(Coordinate annotation data)
━━━━━━━━━━━━━━━━

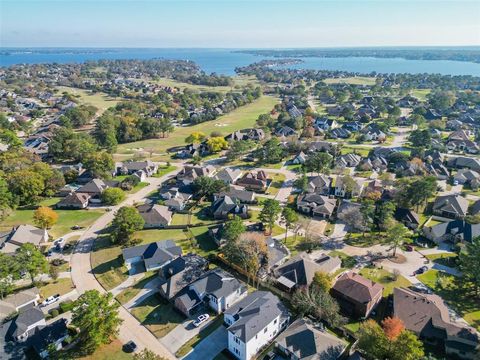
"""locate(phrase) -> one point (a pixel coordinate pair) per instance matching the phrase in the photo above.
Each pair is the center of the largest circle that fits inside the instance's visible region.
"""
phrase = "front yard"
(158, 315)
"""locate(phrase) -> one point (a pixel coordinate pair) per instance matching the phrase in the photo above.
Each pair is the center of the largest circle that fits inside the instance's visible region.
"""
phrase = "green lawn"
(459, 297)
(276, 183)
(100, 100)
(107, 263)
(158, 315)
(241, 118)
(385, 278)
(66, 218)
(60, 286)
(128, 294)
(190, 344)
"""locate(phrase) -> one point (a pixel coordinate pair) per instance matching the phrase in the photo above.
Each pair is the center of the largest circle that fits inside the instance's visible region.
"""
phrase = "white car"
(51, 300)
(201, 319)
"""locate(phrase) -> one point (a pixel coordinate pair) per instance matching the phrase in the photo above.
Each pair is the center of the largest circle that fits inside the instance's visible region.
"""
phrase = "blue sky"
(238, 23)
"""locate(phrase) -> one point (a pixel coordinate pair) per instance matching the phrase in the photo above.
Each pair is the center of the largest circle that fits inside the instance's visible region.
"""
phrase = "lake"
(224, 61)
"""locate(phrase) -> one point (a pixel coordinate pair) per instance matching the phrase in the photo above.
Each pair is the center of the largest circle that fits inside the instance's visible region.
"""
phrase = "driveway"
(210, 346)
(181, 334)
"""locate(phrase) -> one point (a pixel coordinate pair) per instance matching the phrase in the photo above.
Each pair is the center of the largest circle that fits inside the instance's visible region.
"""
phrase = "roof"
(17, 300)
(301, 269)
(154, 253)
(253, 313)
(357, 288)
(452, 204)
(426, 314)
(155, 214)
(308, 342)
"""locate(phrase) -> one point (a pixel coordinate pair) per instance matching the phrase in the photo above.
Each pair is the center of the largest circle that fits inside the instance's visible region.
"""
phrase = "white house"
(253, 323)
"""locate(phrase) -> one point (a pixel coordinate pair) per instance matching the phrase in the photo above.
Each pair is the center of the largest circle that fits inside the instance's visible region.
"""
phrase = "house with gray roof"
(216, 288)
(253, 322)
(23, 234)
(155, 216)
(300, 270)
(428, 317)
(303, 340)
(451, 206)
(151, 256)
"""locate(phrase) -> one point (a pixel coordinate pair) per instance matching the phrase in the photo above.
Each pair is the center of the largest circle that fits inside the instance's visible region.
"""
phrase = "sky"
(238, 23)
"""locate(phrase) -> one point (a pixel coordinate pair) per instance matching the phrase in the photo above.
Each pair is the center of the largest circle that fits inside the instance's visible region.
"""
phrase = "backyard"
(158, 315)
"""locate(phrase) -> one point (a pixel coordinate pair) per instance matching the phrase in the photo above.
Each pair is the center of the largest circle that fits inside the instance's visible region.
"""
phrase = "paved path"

━━━━━━━━━━━━━━━━

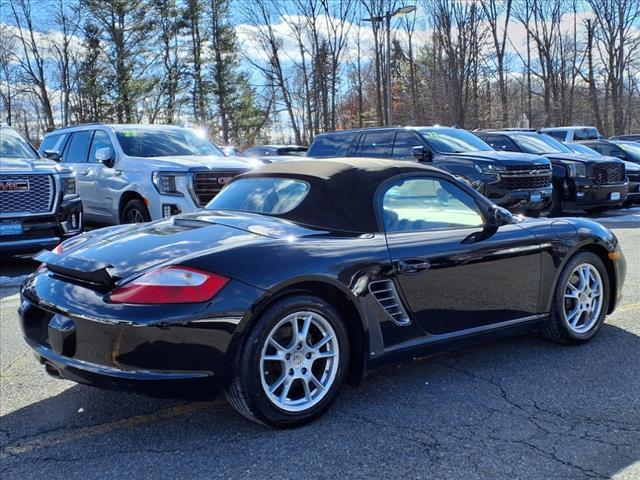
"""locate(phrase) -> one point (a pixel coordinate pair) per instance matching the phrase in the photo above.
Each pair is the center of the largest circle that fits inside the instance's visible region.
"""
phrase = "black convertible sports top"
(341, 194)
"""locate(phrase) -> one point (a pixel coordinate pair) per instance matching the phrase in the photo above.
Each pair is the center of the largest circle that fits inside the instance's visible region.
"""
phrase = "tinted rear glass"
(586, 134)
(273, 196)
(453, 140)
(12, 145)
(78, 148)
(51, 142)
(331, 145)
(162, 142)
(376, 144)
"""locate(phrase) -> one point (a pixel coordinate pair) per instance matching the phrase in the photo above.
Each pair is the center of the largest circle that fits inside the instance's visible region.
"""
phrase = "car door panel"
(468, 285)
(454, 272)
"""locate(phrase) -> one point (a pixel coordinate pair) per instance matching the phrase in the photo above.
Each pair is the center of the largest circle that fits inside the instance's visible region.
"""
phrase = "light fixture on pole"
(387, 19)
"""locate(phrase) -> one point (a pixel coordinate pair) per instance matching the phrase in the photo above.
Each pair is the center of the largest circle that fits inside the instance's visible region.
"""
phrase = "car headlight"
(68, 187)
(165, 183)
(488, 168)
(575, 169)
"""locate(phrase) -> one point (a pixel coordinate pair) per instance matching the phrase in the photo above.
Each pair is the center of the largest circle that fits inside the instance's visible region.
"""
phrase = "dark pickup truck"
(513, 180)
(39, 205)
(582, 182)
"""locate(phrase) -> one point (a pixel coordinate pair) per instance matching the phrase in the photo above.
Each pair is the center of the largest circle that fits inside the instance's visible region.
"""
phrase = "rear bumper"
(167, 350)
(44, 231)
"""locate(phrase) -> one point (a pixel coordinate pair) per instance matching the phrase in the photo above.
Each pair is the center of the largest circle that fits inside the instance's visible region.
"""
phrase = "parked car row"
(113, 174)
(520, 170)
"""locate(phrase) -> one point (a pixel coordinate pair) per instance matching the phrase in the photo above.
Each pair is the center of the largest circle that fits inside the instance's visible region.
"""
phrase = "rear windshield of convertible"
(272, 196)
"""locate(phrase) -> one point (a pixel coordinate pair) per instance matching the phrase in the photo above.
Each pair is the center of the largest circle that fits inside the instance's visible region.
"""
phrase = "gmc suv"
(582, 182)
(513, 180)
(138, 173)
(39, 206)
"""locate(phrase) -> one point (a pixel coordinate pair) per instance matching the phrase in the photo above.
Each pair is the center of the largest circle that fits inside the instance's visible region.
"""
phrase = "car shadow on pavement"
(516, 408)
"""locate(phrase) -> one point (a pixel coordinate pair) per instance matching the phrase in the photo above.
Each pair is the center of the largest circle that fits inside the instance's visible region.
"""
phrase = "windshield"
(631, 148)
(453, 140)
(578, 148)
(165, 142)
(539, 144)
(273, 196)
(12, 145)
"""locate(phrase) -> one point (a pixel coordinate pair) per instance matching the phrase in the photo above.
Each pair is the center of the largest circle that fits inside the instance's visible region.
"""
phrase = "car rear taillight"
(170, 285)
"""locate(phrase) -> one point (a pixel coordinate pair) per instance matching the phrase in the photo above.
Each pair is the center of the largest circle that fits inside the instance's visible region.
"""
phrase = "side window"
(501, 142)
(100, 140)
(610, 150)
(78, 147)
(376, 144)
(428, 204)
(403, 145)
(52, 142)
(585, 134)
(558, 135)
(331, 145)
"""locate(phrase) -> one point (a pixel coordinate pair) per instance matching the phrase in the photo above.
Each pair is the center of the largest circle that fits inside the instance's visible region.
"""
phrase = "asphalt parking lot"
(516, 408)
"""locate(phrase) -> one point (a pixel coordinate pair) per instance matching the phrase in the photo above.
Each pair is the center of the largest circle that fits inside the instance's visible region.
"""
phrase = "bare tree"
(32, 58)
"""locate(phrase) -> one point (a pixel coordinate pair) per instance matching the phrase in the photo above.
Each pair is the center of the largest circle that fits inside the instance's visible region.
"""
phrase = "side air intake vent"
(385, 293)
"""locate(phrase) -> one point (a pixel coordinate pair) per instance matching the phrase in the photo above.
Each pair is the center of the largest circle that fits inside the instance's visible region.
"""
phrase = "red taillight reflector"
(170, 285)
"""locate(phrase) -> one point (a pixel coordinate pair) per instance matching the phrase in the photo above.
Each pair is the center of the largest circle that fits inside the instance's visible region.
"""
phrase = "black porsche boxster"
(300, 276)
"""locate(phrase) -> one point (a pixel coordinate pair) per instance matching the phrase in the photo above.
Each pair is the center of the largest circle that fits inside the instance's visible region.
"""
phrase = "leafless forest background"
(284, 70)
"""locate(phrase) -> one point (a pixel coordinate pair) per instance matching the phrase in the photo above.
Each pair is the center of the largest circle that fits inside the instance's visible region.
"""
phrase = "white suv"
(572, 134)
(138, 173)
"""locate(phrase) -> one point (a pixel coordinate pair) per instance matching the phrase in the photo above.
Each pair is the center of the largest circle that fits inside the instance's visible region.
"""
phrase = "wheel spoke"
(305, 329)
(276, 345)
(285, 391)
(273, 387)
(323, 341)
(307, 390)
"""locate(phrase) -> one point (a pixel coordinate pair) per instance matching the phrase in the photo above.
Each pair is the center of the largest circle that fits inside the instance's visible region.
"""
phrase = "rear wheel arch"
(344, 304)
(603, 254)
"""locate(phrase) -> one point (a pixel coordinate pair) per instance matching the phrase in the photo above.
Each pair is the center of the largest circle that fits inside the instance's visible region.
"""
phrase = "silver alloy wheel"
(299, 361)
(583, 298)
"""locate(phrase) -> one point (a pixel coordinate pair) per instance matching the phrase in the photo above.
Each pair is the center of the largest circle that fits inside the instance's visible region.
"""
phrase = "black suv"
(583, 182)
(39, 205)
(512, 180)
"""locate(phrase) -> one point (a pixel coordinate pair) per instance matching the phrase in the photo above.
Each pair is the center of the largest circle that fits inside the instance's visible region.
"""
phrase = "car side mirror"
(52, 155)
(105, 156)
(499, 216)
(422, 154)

━━━━━━━━━━━━━━━━

--- PROBLEM DETAILS ---
Which lines of the data above contain the string "wheel"? Return every such line in full, treating uppercase and lowercase letters as distinct.

--- SOLUTION BELOW ---
phrase = "wheel spoke"
phrase = "rear wheel arch"
phrase = "silver alloy wheel"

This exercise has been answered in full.